[Items from a labeling collection]
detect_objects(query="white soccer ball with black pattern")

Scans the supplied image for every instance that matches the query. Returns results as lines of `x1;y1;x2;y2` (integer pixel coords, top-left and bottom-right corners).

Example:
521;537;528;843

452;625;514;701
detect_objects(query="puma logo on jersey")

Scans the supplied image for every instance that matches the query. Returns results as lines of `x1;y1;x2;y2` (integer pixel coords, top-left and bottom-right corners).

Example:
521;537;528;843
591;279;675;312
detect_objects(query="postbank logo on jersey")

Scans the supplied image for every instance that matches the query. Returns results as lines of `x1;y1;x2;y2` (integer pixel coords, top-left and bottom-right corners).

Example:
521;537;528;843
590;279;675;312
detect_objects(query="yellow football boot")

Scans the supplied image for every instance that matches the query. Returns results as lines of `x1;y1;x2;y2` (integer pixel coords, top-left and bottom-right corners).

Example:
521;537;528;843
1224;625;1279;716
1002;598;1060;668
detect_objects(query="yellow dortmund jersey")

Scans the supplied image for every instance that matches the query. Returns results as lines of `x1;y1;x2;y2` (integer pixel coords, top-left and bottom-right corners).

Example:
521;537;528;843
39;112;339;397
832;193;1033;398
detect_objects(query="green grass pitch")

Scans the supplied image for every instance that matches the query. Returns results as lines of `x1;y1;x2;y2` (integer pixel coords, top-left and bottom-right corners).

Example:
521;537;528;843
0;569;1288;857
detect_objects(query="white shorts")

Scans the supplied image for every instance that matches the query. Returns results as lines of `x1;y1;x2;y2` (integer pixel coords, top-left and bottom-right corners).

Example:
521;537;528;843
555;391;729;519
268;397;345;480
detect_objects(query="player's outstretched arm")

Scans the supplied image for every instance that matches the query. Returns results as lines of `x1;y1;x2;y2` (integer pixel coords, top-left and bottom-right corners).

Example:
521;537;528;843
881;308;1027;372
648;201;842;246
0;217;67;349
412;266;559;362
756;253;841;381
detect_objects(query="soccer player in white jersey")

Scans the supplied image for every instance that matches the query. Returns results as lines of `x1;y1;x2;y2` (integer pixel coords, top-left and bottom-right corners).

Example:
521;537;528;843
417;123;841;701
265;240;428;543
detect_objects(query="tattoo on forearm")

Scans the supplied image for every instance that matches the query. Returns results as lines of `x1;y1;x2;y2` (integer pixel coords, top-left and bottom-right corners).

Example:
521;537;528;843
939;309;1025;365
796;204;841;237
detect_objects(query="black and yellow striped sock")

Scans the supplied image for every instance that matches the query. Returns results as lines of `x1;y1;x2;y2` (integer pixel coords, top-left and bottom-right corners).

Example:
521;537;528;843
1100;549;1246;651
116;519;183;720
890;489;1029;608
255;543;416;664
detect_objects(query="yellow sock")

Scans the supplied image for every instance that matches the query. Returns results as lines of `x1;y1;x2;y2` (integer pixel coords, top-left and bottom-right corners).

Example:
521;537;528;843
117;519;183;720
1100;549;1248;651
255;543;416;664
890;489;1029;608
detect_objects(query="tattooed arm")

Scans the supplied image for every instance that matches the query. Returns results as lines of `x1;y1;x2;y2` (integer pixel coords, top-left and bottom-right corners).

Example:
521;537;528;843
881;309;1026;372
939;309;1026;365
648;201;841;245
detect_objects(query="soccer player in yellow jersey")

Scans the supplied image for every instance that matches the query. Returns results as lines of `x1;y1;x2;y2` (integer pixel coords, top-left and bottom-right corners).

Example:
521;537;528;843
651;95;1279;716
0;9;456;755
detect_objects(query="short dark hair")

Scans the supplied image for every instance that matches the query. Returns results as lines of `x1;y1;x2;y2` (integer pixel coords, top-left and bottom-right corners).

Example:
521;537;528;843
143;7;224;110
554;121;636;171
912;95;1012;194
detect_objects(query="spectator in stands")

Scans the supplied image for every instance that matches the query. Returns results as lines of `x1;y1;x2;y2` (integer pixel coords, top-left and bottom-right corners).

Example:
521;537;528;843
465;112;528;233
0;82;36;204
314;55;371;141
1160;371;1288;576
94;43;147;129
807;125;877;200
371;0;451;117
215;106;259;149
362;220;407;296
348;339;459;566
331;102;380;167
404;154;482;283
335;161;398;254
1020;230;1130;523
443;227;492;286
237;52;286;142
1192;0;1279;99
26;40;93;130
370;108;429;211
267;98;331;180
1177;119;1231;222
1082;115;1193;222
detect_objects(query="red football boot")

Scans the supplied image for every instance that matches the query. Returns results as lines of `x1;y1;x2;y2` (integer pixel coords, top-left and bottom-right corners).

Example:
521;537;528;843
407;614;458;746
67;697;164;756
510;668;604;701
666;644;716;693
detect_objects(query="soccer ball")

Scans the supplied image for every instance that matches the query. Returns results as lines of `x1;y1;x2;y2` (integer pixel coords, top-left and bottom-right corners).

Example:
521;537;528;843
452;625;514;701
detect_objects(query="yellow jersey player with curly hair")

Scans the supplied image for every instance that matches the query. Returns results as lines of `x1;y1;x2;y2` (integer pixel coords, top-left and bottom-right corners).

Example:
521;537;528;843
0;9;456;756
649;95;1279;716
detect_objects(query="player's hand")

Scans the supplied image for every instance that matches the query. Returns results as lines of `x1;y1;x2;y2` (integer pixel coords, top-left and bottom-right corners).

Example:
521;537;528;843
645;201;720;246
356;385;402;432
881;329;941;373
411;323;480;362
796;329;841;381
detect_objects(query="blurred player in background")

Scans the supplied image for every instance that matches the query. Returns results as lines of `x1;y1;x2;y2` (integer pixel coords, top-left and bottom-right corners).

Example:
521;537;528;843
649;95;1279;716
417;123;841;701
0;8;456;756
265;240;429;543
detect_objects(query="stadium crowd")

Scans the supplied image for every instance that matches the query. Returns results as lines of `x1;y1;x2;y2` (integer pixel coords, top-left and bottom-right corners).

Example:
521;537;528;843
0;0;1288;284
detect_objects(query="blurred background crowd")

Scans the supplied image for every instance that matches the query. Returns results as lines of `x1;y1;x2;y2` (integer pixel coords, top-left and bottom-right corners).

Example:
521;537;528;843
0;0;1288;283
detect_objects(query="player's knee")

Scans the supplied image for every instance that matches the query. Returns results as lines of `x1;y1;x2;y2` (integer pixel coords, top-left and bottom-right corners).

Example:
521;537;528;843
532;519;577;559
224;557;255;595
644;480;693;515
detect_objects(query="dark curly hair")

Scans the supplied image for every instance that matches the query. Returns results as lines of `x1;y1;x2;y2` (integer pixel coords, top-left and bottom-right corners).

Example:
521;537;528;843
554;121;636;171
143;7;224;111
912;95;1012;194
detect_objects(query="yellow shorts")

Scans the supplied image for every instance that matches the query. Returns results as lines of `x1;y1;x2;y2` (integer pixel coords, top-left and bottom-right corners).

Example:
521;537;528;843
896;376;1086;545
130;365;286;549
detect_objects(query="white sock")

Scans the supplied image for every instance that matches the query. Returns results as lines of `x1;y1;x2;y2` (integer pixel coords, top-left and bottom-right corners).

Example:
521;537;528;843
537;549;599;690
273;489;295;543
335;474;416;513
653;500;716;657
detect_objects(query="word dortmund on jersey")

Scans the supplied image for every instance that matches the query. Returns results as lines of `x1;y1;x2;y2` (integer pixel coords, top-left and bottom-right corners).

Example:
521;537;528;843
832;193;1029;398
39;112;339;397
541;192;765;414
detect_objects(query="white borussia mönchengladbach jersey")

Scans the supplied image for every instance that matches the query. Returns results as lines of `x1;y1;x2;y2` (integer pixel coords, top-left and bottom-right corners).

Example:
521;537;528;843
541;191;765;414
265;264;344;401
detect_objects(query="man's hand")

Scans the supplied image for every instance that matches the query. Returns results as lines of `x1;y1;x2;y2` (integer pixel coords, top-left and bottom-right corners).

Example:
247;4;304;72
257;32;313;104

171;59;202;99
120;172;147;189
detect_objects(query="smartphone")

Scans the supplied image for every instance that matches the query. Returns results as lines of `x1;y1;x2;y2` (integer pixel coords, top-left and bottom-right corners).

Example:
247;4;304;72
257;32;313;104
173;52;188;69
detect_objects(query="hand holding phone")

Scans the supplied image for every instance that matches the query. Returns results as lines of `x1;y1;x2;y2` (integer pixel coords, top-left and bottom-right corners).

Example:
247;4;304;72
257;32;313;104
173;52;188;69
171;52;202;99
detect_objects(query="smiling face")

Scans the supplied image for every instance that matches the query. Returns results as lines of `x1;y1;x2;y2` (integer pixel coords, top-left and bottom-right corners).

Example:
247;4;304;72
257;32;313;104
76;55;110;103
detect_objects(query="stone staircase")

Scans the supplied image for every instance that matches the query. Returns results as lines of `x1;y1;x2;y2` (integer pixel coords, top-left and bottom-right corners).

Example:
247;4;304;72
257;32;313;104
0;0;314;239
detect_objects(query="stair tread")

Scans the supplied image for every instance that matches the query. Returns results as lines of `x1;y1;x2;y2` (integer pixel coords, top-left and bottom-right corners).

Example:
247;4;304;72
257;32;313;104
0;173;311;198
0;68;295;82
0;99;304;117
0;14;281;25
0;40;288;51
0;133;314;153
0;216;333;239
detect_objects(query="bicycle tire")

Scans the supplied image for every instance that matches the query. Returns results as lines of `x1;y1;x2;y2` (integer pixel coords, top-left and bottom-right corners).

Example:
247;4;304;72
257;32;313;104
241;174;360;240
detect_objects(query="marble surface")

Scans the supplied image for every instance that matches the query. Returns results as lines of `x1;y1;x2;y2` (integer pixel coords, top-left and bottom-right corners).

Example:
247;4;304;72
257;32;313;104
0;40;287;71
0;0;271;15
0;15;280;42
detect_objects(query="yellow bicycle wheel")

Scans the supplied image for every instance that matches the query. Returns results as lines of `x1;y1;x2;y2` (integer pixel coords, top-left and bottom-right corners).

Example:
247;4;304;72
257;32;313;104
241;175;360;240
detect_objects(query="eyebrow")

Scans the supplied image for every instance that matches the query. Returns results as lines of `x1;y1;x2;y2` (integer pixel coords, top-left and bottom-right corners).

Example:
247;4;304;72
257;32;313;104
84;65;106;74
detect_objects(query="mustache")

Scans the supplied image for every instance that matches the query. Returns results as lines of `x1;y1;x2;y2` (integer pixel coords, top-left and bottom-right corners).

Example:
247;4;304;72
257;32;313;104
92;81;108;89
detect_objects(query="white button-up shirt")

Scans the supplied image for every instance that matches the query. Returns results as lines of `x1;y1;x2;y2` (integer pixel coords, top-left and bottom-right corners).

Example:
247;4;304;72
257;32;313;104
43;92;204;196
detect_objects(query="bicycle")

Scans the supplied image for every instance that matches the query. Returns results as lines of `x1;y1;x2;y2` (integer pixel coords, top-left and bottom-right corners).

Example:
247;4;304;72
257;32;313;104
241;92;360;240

Stated exercise: Can you extract the lines of the data word for word, starting at the line containing "player in white" and ending at the line containing "796;204;841;237", with both of those lines included?

Output for this exercise:
detect_objects(query="soccer player in white jersey")

Scans the supplied image for every instance that matches the query. Returns results as lines of `x1;y1;x2;y2` (integer pixel coords, top-left and bottom-right corners).

Example:
521;537;528;843
417;123;841;701
265;240;428;543
detect_objects(query="tattoo on forearm")

Scans the supplied image for every instance that matches the query. Returns results as lines of `x1;y1;x2;y2` (integer pixel coords, top-left and bottom-right corners).

Example:
521;537;528;843
939;309;1025;365
796;204;841;237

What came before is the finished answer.